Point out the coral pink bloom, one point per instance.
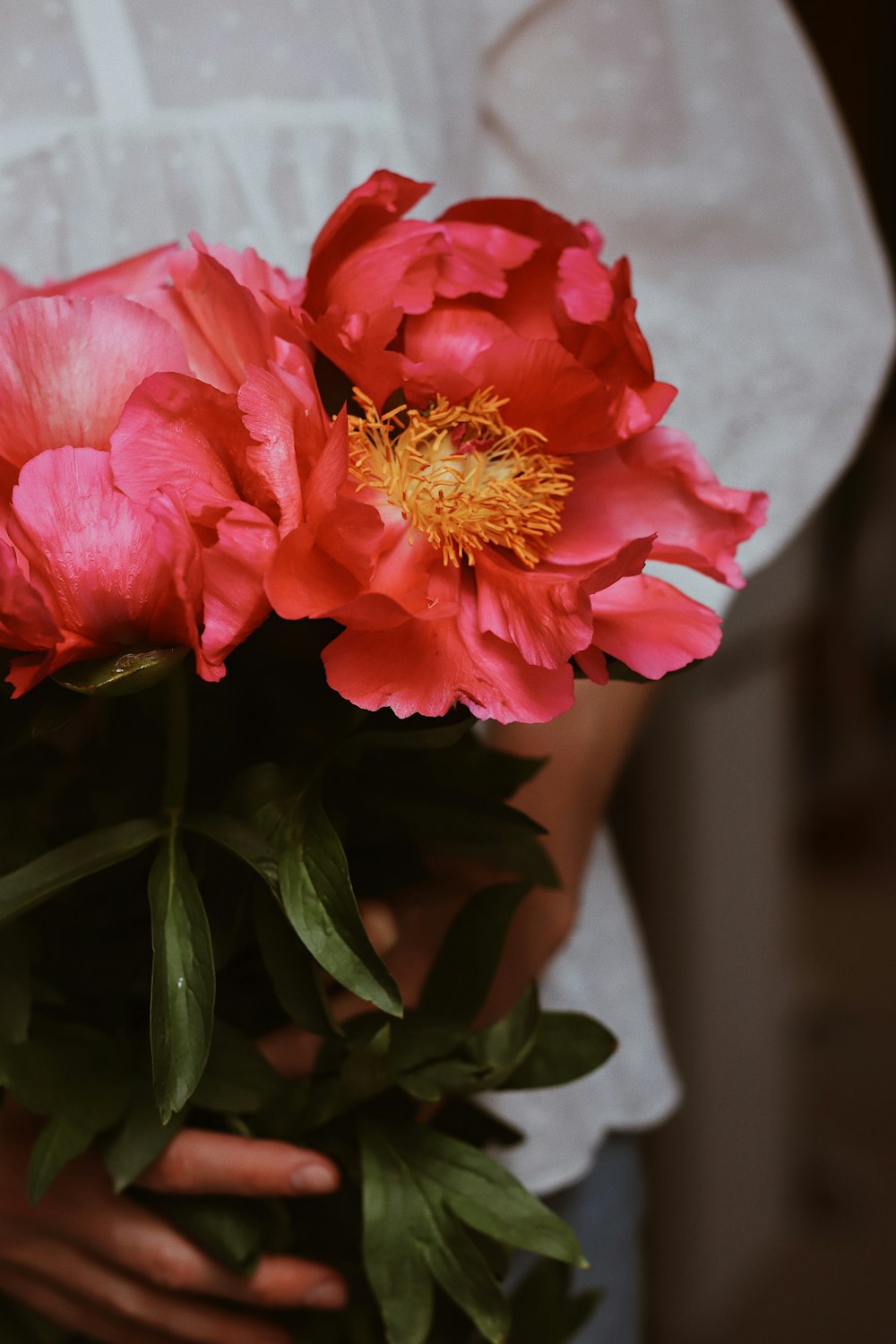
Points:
(128, 279)
(521, 486)
(370, 269)
(247, 470)
(231, 311)
(67, 366)
(90, 573)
_ _ _ _
**WHAT TO PRODUCE**
Copy out the material above in full and exactly; its pictures are not to appear.

**TASK ANSWER**
Point out the coral pink bloom, one point per instance.
Points:
(128, 279)
(521, 486)
(370, 269)
(247, 470)
(231, 311)
(67, 366)
(90, 573)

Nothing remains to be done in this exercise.